__To-do list__:
A) Name each first name given in data1 in the PySpark notebook excerpt below.
B) Extend the PySpark notebook excerpt, picking up right after its final RLIKE filter call.

__Reading passage__:
====
Looking in indexes: https://pypi.org/simple, https://us-python.pkg.dev/colab-wheels/public/simple/


In [12]:
import pyspark
from pyspark.sql import SparkSession
  
spark = SparkSession.builder.appName("Spark Window Functions ").getOrCreate()
spark

In [13]:
from pyspark.sql.types import StructType,StructField, StringType, IntegerType
data1 = [("James","","Smith","36636","M", 1000, "Sales", 2020),
    ("Michael","Rose","","40288","M", 2000, "Operations",2020),
    ("Robert","","Williams","42114","M", 3000, "Sales",2020),
    ("Maria","Anne","Jones","39192","F", 4000, "Operations",2020),
  ("Ria","Anne","Jones","60000","F", 7000, "Operations",2020)
  
  ]
 
schema1 = StructType([ \
    StructField("firstname",StringType(),True), \
    StructField("middlename",StringType(),True), \
    StructField("lastname",StringType(),True), \
    StructField("id", StringType(), True), \
    StructField("gender", StringType(), True),
    StructField("annualsalary", IntegerType(), True),
    StructField("work", StringType(), True),
    StructField("year", IntegerType(), True),
   
  ])

df1 = spark.createDataFrame(data=data1,schema=schema1)
df1.printSchema()
df1.show(truncate=False)

root
 |-- firstname: string (nullable = true)
 |-- middlename: string (nullable = true)
 |-- lastname: string (nullable = true)
 |-- id: string (nullable = true)
 |-- gender: string (nullable = true)
 |-- annualsalary: integer (nullable = true)
 |-- work: string (nullable = true)
 |-- year: integer (nullable = true)

+---------+----------+--------+-----+------+------------+----------+----+
|firstname|middlename|lastname|id   |gender|annualsalary|work      |year|
+---------+----------+--------+-----+------+------------+----------+----+
|James    |          |Smith   |36636|M     |1000        |Sales     |2020|
|Michael  |Rose      |        |40288|M     |2000        |Operations|2020|
|Robert   |          |Williams|42114|M     |3000        |Sales     |2020|
|Maria    |Anne      |Jones   |39192|F     |4000        |Operations|2020|
|Ria      |Anne      |Jones   |60000|F     |7000        |Operations|2020|
+---------+----------+--------+-----+------+------------+----------+----+



#ILIKE 

SQL ILIKE expression (case insensitive LIKE). 
Returns a boolean Column based on a case ***insensitive*** match.


In [14]:
df1.filter(df1.firstname.ilike('%Ria')).collect()


[Row(firstname='Maria', middlename='Anne', lastname='Jones', id='39192', gender='F', annualsalary=4000, work='Operations', year=2020),
 Row(firstname='Ria', middlename='Anne', lastname='Jones', id='60000', gender='F', annualsalary=7000, work='Operations', year=2020)]

#RLIKE

We can get similar match with **RLIKE**

In [25]:

df1.filter(df1.firstname.rlike('(?i)Ria$')).collect()
====
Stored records
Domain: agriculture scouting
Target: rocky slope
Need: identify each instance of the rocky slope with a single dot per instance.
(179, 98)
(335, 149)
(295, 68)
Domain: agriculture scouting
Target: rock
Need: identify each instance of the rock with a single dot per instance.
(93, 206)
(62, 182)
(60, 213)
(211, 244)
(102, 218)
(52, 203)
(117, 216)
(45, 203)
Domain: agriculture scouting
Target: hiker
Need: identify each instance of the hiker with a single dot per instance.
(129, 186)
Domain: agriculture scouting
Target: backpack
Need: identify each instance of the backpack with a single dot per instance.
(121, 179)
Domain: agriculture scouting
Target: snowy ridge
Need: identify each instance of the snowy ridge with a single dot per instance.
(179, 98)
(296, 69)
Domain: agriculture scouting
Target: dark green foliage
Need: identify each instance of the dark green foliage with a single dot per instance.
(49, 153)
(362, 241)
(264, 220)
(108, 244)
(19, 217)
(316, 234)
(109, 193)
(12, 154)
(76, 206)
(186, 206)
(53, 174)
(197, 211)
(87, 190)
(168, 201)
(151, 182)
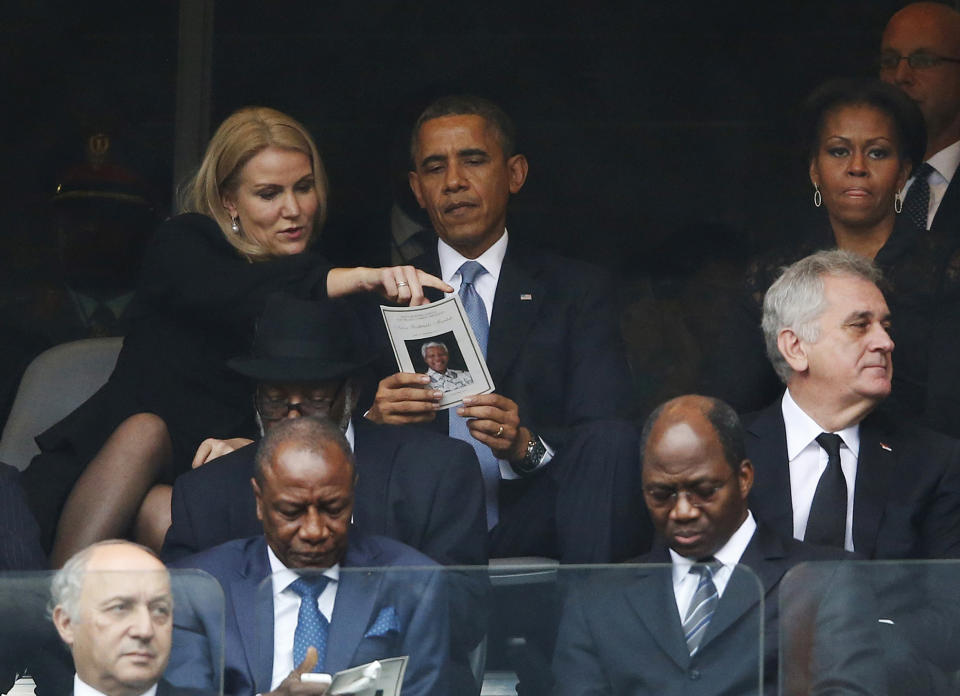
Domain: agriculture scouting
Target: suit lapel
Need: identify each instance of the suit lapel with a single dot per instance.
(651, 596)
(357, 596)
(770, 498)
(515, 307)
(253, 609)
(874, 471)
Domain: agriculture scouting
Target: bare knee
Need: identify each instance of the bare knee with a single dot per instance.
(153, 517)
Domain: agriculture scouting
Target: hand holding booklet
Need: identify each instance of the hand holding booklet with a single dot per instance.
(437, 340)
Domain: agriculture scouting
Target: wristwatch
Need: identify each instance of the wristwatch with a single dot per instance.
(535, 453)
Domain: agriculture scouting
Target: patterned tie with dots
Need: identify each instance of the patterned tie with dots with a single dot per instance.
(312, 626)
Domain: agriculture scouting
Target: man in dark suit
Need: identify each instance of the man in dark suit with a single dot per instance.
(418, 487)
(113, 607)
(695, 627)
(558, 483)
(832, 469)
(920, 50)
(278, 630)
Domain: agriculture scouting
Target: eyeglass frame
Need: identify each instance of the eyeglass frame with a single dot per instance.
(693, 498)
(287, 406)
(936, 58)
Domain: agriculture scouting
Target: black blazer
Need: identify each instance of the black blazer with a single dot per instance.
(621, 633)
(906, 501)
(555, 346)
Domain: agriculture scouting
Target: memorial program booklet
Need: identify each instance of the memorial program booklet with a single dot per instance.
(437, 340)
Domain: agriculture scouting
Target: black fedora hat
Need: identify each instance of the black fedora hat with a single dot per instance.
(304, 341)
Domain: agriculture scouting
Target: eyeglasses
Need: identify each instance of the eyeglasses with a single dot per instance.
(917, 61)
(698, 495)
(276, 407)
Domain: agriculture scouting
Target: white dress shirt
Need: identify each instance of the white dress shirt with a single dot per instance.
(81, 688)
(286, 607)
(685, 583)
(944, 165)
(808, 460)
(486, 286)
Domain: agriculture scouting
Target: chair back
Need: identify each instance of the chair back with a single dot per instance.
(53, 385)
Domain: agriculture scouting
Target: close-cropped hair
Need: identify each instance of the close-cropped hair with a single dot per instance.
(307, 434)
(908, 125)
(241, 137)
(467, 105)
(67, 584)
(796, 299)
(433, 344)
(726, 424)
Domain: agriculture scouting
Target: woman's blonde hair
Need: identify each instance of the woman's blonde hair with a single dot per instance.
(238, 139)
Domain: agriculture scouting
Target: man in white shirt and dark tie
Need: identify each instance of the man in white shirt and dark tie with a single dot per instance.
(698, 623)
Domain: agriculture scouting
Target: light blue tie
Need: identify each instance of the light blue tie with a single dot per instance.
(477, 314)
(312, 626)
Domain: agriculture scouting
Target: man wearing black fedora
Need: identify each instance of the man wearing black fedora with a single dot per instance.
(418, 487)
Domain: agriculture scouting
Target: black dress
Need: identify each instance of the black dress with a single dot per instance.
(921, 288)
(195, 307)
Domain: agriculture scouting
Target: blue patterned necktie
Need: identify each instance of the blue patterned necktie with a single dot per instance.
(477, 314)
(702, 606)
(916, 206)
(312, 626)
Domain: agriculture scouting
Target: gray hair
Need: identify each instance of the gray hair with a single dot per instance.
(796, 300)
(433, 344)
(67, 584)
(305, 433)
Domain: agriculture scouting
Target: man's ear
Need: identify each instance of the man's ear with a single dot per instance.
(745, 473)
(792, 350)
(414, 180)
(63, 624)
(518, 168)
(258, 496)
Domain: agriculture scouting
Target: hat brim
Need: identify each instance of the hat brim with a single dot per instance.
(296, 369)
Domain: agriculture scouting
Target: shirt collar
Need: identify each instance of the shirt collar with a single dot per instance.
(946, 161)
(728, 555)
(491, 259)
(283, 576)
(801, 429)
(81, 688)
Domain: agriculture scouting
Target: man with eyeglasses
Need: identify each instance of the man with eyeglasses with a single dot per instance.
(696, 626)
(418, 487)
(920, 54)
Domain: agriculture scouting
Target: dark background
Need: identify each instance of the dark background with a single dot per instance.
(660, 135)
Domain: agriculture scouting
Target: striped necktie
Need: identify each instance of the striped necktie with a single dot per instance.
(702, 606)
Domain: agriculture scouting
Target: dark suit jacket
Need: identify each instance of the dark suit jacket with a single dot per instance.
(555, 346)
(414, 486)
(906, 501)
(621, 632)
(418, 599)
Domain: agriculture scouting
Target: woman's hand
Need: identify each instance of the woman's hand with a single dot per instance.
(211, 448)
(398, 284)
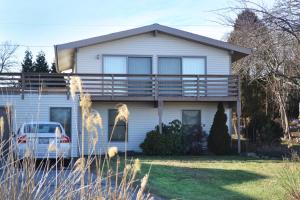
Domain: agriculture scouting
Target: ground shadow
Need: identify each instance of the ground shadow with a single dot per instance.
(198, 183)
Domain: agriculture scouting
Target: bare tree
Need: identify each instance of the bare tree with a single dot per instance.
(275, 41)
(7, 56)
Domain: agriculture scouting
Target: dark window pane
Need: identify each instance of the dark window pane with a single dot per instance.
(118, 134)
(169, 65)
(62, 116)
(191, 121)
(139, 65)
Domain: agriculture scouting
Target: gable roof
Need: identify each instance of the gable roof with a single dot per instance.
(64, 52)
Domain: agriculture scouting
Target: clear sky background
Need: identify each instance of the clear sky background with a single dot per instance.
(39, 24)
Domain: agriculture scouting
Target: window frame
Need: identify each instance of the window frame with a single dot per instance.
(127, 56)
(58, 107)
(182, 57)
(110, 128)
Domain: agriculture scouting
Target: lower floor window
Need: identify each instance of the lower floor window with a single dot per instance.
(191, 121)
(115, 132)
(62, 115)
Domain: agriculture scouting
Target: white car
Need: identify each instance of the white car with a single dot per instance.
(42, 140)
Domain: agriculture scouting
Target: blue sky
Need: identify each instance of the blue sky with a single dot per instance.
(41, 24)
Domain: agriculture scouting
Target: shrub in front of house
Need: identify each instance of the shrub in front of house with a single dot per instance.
====
__Per-task answers__:
A) James, Michael, Robert, Maria, Ria

B)
[Row(firstname='Maria', middlename='Anne', lastname='Jones', id='39192', gender='F', annualsalary=4000, work='Operations', year=2020),
 Row(firstname='Ria', middlename='Anne', lastname='Jones', id='60000', gender='F', annualsalary=7000, work='Operations', year=2020)]

#LIKE

Case sensitive match

In [16]:
df1.filter(df1.firstname.like('%Ria')).collect()

[Row(firstname='Ria', middlename='Anne', lastname='Jones', id='60000', gender='F', annualsalary=7000, work='Operations', year=2020)]

##with like as expression

In [19]:
df = df1.filter("firstname like '%Ria%'")
df.collect()

[Row(firstname='Ria', middlename='Anne', lastname='Jones', id='60000', gender='F', annualsalary=7000, work='Operations', year=2020)]

#Not Like 

There is nothing like notlike function, however negation of Like can be used to achieve this, 
using the **'~'**operator


In [17]:
df1.filter(~ df1.firstname.like('%Ria')).collect()

[Row(firstname='James', middlename='', lastname='Smith', id='36636', gender='M', annualsalary=1000, work='Sales', year=2020),
 Row(firstname='Michael', middlename='Rose', lastname='', id='40288', gender='M', annualsalary=2000, work='Operations', year=2020),
 Row(firstname='Robert', middlename='', lastname='Williams', id='42114', gender='M', annualsalary=3000, work='Sales', year=2020),
 Row(firstname='Maria', middlename='Anne', lastname='Jones', id='39192', gender='F', annualsalary=4000, work='Operations', year=2020)]

##SQL we can use **not like **

In [18]:
df = df1.filter("firstname not like '%Ria%'")
df.collect()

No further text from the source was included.